Locate each line in the records below that contains the word "stainless" and copy those lines out in full.

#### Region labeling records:

START

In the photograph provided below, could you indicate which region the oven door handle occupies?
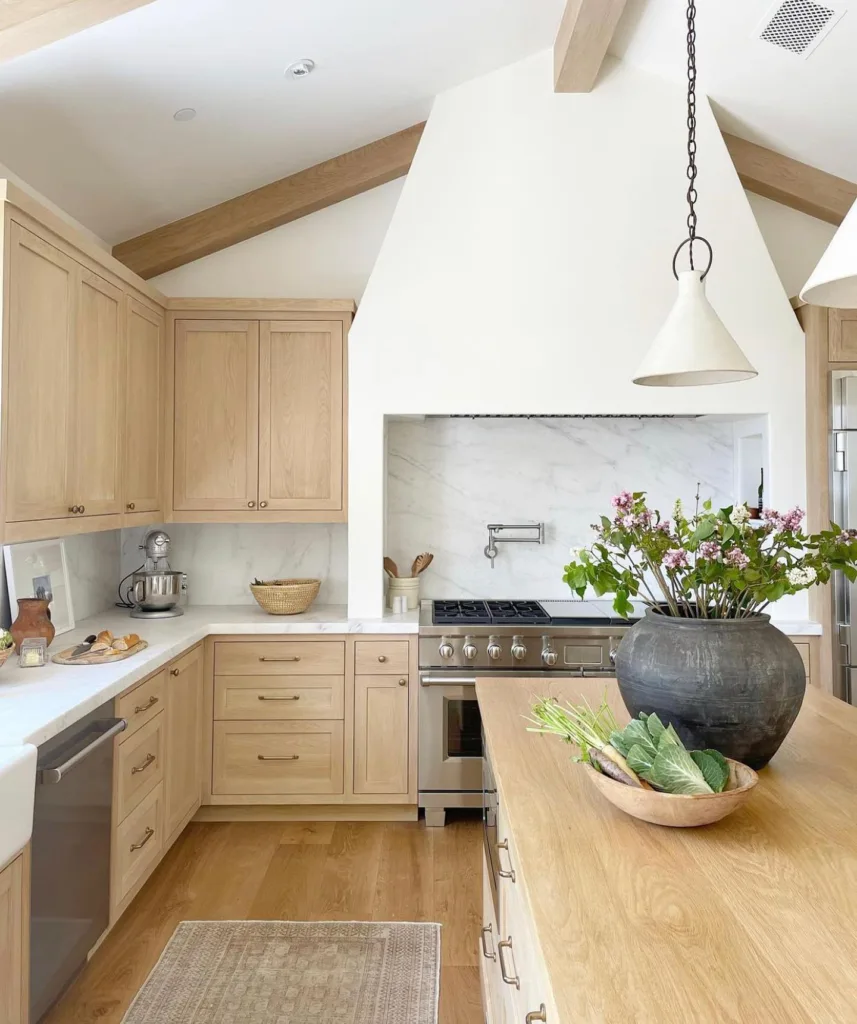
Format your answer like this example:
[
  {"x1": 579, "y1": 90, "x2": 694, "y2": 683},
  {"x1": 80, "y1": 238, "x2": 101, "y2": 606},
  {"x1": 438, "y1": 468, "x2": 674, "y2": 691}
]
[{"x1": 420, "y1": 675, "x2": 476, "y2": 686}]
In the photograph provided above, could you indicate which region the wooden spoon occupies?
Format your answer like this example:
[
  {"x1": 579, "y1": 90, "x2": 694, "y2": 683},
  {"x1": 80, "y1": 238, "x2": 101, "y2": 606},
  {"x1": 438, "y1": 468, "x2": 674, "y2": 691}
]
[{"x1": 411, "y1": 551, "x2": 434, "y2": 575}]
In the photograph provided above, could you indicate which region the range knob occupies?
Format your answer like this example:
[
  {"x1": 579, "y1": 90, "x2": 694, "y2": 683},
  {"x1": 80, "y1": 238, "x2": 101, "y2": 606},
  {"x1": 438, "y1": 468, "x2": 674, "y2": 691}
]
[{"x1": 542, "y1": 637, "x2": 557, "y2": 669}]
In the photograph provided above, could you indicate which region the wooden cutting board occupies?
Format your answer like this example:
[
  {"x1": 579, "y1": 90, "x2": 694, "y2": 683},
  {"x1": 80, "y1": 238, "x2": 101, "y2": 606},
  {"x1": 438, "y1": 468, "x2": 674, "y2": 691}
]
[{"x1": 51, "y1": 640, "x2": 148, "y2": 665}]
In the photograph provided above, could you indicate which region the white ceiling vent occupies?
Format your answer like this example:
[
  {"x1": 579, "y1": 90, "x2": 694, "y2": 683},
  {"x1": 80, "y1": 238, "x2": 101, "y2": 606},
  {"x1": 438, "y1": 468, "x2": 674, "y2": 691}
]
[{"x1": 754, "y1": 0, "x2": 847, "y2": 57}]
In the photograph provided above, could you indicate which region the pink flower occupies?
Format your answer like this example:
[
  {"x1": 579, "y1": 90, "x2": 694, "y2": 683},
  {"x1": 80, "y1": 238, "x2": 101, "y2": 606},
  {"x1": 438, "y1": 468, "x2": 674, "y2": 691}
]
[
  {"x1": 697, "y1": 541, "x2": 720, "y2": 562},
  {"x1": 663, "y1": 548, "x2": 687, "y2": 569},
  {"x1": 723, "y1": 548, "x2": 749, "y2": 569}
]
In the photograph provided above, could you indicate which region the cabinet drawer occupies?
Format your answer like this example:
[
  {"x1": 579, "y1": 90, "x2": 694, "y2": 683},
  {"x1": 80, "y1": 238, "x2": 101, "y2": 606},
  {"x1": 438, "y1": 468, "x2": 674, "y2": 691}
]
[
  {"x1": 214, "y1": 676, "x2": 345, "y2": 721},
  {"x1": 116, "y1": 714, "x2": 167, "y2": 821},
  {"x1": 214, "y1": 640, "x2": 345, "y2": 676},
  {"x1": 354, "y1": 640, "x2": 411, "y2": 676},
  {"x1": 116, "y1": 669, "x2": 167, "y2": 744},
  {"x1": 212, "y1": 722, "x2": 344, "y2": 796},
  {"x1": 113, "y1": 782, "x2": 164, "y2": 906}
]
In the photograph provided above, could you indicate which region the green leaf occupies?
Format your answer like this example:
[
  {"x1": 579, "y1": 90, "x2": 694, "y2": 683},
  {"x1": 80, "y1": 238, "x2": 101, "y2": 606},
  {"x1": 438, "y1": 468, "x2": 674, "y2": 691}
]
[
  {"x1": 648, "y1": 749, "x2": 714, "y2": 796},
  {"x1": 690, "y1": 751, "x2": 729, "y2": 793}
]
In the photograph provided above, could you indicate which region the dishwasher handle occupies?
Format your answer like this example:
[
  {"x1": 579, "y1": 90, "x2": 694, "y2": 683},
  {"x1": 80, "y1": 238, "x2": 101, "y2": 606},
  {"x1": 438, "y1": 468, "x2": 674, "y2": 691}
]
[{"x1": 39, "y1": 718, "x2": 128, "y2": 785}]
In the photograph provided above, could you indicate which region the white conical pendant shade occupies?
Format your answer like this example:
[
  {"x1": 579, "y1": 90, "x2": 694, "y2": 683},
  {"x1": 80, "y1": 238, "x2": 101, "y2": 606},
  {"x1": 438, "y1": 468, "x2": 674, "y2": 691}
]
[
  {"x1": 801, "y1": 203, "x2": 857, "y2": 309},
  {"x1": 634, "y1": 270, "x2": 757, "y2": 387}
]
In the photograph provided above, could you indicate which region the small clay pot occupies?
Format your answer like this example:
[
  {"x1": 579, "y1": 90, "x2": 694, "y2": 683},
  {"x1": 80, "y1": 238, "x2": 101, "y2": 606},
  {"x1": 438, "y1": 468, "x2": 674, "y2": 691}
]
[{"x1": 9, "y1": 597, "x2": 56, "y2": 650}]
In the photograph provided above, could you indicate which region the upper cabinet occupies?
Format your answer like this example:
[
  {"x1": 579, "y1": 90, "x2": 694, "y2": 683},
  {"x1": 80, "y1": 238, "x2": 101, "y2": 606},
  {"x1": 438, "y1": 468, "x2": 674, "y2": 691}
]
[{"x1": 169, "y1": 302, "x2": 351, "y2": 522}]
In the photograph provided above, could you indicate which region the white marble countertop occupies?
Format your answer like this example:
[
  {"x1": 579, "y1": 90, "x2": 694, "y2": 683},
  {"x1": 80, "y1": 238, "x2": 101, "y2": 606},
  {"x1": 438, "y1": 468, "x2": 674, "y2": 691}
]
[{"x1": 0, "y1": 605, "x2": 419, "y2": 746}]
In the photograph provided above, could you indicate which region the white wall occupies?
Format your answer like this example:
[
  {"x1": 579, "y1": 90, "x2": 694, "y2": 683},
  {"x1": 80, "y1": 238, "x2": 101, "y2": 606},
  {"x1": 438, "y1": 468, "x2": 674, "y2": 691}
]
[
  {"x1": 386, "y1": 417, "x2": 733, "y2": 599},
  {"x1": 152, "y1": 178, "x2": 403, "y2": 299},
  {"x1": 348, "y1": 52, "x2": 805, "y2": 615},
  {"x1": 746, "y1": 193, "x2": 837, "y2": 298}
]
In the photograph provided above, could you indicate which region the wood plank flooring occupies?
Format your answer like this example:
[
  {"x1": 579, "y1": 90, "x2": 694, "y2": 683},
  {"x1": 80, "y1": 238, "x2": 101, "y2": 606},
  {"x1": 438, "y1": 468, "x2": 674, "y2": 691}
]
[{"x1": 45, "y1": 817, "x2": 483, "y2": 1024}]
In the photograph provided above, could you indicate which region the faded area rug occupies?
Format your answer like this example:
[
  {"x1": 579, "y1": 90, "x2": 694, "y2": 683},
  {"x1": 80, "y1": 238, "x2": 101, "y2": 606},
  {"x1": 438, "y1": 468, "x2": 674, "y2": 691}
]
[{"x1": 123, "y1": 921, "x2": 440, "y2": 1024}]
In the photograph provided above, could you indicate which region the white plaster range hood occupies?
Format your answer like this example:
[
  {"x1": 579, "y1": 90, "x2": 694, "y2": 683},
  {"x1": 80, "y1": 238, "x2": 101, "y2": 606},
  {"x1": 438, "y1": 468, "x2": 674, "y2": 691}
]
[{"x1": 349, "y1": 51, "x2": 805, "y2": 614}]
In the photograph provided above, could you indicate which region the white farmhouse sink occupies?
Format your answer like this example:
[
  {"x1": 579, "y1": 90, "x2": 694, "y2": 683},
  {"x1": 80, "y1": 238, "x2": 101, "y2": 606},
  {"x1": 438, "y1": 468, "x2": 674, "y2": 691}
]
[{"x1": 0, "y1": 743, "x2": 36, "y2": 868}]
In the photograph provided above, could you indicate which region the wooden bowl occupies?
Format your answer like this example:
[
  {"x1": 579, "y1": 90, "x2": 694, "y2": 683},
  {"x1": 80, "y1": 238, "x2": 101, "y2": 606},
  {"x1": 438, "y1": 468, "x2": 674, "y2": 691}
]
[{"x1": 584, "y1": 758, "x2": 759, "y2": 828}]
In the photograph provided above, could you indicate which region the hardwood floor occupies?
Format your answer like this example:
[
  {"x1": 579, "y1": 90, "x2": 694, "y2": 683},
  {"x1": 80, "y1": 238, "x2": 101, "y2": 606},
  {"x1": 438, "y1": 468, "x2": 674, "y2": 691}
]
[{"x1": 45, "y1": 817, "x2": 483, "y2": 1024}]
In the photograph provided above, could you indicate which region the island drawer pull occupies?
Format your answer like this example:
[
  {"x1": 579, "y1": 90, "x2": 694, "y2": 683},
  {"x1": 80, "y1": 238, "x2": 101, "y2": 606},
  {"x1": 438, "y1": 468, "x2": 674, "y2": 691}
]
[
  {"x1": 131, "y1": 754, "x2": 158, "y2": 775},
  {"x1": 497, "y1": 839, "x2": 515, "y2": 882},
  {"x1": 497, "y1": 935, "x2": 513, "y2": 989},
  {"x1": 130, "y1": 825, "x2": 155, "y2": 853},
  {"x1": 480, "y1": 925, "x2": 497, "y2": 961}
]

END
START

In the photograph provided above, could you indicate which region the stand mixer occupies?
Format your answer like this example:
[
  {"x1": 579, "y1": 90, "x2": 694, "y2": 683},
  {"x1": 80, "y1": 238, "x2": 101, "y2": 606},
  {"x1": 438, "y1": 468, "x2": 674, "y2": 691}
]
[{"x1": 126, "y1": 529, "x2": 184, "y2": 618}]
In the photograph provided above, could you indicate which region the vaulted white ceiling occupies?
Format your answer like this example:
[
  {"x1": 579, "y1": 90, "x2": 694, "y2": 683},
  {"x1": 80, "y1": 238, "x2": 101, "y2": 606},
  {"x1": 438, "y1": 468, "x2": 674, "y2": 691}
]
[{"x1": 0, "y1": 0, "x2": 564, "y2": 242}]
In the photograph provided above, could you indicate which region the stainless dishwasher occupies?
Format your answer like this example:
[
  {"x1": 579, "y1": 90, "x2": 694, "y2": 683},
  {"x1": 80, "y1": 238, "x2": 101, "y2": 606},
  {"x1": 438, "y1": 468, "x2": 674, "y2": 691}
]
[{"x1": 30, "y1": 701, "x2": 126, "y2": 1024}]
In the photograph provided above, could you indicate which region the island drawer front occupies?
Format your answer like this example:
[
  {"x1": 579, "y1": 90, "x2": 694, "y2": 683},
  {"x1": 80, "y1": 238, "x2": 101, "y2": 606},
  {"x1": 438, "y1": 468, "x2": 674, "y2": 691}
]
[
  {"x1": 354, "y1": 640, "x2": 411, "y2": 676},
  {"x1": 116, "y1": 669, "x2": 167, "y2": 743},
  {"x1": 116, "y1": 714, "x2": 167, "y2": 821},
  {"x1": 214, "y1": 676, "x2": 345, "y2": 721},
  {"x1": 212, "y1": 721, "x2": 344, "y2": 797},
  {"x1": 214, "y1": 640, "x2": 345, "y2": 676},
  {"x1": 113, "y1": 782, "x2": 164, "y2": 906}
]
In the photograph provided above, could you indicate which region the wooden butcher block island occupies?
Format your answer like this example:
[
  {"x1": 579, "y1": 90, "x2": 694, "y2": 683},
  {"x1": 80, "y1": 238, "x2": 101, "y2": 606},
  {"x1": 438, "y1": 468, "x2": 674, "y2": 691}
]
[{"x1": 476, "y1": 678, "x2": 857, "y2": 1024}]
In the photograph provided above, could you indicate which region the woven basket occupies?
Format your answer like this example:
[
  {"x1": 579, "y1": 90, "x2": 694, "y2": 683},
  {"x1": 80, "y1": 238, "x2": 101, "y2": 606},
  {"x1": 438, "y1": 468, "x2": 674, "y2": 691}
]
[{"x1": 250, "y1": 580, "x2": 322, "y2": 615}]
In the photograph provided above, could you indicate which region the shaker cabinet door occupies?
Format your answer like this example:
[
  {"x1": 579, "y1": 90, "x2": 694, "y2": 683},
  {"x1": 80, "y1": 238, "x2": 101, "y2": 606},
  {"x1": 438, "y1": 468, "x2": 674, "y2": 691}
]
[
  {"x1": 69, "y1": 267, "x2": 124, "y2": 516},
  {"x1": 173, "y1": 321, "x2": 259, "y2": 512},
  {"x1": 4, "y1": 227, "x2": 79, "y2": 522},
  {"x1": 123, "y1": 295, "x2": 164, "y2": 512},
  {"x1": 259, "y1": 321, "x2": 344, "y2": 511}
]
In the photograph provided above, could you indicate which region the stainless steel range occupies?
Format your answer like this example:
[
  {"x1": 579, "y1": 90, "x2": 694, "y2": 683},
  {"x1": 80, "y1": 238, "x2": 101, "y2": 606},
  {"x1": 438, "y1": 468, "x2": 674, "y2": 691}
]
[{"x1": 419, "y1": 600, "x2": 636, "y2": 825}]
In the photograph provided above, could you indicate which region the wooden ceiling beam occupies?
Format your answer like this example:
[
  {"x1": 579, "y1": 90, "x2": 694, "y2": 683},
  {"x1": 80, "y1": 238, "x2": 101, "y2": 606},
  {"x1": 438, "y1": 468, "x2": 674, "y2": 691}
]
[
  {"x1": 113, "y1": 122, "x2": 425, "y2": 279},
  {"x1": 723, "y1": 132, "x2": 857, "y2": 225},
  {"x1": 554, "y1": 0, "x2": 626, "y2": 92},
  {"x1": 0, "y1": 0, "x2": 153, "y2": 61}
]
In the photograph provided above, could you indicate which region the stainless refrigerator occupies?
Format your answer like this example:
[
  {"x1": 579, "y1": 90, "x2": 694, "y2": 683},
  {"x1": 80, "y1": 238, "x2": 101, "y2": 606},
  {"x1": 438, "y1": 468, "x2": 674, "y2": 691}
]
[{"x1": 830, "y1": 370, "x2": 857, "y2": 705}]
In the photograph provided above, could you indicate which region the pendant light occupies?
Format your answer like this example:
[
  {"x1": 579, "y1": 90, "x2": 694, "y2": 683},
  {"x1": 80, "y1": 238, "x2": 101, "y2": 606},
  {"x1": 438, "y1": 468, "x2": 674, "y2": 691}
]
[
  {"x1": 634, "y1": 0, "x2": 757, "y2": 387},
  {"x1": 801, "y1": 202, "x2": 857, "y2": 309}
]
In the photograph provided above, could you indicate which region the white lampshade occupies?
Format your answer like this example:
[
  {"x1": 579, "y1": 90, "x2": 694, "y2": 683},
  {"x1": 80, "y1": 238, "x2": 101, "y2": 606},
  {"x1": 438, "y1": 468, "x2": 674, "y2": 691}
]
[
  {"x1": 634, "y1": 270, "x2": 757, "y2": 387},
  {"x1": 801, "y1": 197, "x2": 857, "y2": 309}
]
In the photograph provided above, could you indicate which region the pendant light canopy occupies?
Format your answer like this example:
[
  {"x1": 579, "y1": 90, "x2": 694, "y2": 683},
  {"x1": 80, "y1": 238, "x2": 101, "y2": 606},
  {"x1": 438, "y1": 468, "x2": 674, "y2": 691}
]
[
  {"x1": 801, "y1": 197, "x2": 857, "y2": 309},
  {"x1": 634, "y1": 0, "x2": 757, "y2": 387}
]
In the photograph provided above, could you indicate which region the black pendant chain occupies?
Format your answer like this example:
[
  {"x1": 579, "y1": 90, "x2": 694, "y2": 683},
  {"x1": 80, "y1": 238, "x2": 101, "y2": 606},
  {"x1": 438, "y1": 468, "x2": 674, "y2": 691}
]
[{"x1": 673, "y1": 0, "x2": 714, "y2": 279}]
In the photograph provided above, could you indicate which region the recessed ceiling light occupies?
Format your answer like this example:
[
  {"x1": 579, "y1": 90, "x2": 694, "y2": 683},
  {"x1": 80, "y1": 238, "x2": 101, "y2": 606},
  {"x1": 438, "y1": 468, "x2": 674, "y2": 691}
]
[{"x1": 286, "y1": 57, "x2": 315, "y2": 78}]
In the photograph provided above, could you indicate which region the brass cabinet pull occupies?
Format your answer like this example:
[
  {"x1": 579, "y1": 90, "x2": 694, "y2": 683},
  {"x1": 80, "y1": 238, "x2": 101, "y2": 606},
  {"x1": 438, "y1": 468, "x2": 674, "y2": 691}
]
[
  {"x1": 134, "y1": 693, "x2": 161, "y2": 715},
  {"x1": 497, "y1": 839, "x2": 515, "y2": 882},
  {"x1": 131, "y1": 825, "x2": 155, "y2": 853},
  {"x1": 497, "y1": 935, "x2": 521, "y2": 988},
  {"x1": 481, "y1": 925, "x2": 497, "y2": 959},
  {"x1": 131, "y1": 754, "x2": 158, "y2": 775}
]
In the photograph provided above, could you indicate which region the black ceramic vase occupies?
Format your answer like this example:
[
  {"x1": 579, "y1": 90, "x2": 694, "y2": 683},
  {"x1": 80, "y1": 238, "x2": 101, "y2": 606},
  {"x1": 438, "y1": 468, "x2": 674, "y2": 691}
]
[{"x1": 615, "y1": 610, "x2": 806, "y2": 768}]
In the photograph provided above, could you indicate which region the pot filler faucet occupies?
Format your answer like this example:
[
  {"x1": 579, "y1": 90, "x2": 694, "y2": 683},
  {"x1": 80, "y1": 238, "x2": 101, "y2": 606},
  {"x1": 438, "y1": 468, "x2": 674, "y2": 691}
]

END

#### FULL ANSWER:
In the photograph provided above, could you indicate which region the stainless dishwasher occupies?
In the photograph provided above, could you indicate which region the stainless steel range occupies?
In the photograph provided above, could you indicate which region the stainless refrigerator occupies?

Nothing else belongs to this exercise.